Check your understanding:
a. Transcribe the stretch of the food-movements blog post from "I think his" through "ahead of myself.".
b. In the food-movements blog post, what did the friend in Boston say his home state would produce for him to eat year round if he ate local?

Given passage:
===============

Pike Place Market in Seattle |
Hi blog readers! Are any of you still out there? It’s been awhile since I’ve been on here; turns out life in the unemployment world can still be pretty busy!
I have wanted to do a series of posts about food movements and what I’ve learned about them. I had been wary about posting too much this summer because the more I learned and read, the more complex my opinions became. But I think I’m at a place where I can hopefully (but not finally) offer some insight and feel I’m standing on solid ground. (This first post is a little long for the blogging world, I know, but it will frame things for future posts so stick with me!) Here it goes:
I wanted to start by addressing a fundamental question:
Why does it matter that we talk about where our food comes from?
I had a good friend in Boston tell me he wouldn’t think about where his food came from. For him, food and ethics didn’t mix. For one thing, if he ate local, his home state would only produce fish and potatoes for him to eat year round. I hung onto his statement as I weeded my way across the country wondering if any of my consternation really mattered.
I think his point was: eating is so fundamental, so basic, if you think too hard about it you’ll ruin the beauty of it. And after living near a Harvard world where every shocking headline or new scientific study became a movement, a revolution, I took his skepticism seriously. Marion Nestle, a nutritionist, writes about her own confusion about why people worry so much about food, “For me, food is one of life’s greatest pleasures…[but] eventually I came to realize that, for many people, food feels nothing at all like a source of pleasure; it feels more like a minefield.”[i] To this point, I think my friend is right. We should not be anxious about our food as Nestle suggests – that only exacerbates the symptoms of our disordered eating. But I get ahead of myself.
After sitting in the weeds with my friend’s question long enough, I feel comfortable saying that ultimately I think he was wrong, for many reasons. These questions are complex, as mentioned above, and hard to make sense of (hence the anxiety Nestle talks about). One thing I have found hard is that no one brings the issues together. Books are written about concern the sustainability of our planet, animal rights, food safety, human health, human mental health, body image, economics, or cultural critiques about how we eat (i.e. fast and from a window or microwave).

===============

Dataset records
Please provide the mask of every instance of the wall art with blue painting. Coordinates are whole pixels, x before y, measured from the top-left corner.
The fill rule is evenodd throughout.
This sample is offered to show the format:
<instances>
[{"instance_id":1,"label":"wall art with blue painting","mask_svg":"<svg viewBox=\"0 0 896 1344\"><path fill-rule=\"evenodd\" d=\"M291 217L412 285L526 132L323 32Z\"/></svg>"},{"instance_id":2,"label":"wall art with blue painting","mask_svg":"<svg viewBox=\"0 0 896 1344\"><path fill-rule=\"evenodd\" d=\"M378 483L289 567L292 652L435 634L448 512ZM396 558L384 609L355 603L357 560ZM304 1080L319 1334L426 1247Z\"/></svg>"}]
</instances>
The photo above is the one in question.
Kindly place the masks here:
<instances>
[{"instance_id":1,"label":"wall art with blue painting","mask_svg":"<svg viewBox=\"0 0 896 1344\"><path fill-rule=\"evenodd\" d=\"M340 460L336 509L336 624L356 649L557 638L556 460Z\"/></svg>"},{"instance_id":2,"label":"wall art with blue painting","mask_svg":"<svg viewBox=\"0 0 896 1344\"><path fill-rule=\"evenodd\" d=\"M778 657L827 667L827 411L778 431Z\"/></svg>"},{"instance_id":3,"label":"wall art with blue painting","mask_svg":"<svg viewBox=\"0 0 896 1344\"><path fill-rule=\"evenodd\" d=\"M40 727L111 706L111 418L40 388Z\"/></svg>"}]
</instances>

===============

Solved tasks:
a.
I think his point was: eating is so fundamental, so basic, if you think too hard about it you’ll ruin the beauty of it. And after living near a Harvard world where every shocking headline or new scientific study became a movement, a revolution, I took his skepticism seriously. Marion Nestle, a nutritionist, writes about her own confusion about why people worry so much about food, “For me, food is one of life’s greatest pleasures…[but] eventually I came to realize that, for many people, food feels nothing at all like a source of pleasure; it feels more like a minefield.”[i] To this point, I think my friend is right. We should not be anxious about our food as Nestle suggests – that only exacerbates the symptoms of our disordered eating. But I get ahead of myself.

b. Only fish and potatoes.